- [Exercise objective] The expected answer is every line of the material, reproduced exactly.

=== Begin Enclosure ===

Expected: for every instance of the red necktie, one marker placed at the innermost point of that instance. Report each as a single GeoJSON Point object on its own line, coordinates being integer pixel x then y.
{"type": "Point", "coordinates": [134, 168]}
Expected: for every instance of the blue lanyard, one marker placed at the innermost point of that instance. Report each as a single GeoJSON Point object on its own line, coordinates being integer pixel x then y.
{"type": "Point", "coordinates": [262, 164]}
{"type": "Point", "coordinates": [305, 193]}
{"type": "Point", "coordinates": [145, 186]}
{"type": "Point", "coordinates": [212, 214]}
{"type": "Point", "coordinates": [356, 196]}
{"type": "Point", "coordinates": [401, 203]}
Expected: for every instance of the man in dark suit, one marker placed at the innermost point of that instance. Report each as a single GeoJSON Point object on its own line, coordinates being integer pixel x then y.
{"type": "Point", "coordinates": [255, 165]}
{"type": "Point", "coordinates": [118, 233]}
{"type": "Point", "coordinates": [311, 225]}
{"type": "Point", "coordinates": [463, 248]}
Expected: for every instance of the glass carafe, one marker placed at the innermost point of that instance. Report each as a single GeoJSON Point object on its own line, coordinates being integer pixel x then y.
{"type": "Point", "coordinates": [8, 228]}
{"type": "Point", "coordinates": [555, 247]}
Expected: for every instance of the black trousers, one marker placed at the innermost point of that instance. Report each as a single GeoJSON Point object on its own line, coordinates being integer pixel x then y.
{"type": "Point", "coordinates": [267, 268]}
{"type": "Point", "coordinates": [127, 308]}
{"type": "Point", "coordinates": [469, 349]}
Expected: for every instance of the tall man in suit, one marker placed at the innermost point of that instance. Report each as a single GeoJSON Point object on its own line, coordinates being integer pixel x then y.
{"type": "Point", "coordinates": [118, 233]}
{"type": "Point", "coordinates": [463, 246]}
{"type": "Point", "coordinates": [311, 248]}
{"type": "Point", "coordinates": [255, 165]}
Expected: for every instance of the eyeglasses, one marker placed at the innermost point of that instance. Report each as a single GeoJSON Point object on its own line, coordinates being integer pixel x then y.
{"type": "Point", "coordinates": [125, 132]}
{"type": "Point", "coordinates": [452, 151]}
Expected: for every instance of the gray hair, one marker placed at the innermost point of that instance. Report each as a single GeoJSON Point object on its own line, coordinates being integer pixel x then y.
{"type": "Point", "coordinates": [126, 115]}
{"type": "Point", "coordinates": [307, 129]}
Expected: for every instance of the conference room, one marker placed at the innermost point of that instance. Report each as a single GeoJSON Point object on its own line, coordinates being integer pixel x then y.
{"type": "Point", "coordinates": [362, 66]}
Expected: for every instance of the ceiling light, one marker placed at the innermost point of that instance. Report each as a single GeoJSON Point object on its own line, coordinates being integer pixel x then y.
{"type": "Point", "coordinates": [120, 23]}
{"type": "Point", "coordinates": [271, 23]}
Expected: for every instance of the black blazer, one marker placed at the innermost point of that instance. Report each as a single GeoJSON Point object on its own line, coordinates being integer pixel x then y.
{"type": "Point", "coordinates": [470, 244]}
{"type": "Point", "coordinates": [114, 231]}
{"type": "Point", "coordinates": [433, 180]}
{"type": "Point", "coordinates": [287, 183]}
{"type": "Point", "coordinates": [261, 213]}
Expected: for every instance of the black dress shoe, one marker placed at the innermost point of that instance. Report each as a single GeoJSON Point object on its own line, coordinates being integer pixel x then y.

=== End Enclosure ===

- [Response box]
Expected: for every instance of the red necktie, one marker placed at the innermost point of that instance. Report each as a single GeoJSON Point object on its own line, coordinates being integer pixel x then y.
{"type": "Point", "coordinates": [134, 168]}
Expected: for every instance of the blue lanyard, one marker placed at the innermost point of that instance. Report each as a single GeoJSON Point object on its own line, coordinates being integer pixel x then y.
{"type": "Point", "coordinates": [262, 164]}
{"type": "Point", "coordinates": [305, 193]}
{"type": "Point", "coordinates": [145, 186]}
{"type": "Point", "coordinates": [212, 214]}
{"type": "Point", "coordinates": [356, 196]}
{"type": "Point", "coordinates": [401, 203]}
Expected: for every instance of the man in dark suit, one marker placed at the innermost point of that instance. Report each as a single GeoJSON Point object on its own line, coordinates being integer pixel x then y.
{"type": "Point", "coordinates": [255, 165]}
{"type": "Point", "coordinates": [118, 233]}
{"type": "Point", "coordinates": [311, 225]}
{"type": "Point", "coordinates": [463, 248]}
Expected: for every instance of the glass carafe, one marker placed at the innermost point of that instance. Report each as a single GeoJSON Point object on its own line, coordinates being integer pixel x then y.
{"type": "Point", "coordinates": [8, 228]}
{"type": "Point", "coordinates": [555, 247]}
Expected: for every instance of the black trousers, one marker placed at the innermost point of that instance. Report each as a single GeoJSON Point object on its own line, coordinates being integer pixel x then y.
{"type": "Point", "coordinates": [267, 268]}
{"type": "Point", "coordinates": [127, 308]}
{"type": "Point", "coordinates": [469, 349]}
Expected: for every instance of the tall man in suit, one marker placed at the innermost point of that instance. Report each as a single GeoJSON Point object on its own line, coordinates being integer pixel x then y.
{"type": "Point", "coordinates": [118, 233]}
{"type": "Point", "coordinates": [463, 246]}
{"type": "Point", "coordinates": [311, 248]}
{"type": "Point", "coordinates": [255, 165]}
Expected: for every instance of the eyeglasses, one marker placed at the innermost point of that instance. Report each as a single GeoJSON Point object on its own line, coordinates being integer pixel x then y.
{"type": "Point", "coordinates": [125, 132]}
{"type": "Point", "coordinates": [452, 151]}
Expected: for every instance of the gray hair, one marker placed at the innermost point of that instance. Report each as a single GeoJSON Point object on its own line, coordinates being integer pixel x then y.
{"type": "Point", "coordinates": [126, 115]}
{"type": "Point", "coordinates": [307, 129]}
Expected: for every instance of the conference room, one marker placed at the innermost point of that instance. Report each as a single GeoJSON Point object on its own line, coordinates being integer pixel x then y.
{"type": "Point", "coordinates": [362, 66]}
Expected: for every instance of the ceiling light, one marker placed at the innermost point of that instance. Report each as a single GeoJSON Point object on its own line, coordinates being integer pixel x then y.
{"type": "Point", "coordinates": [120, 23]}
{"type": "Point", "coordinates": [271, 23]}
Expected: for every instance of the black blazer, one marker placed at the innermost point of that instance. Report each as a single GeoJSON Point object on its own line, coordinates being integer pixel x then y.
{"type": "Point", "coordinates": [470, 244]}
{"type": "Point", "coordinates": [114, 231]}
{"type": "Point", "coordinates": [433, 180]}
{"type": "Point", "coordinates": [287, 183]}
{"type": "Point", "coordinates": [261, 213]}
Expected: for every instance of the black dress shoe, one marker placed at the innermost point of that instance. Report each as a single GeoJSON Point object on its own line, coordinates being integer pixel x then y.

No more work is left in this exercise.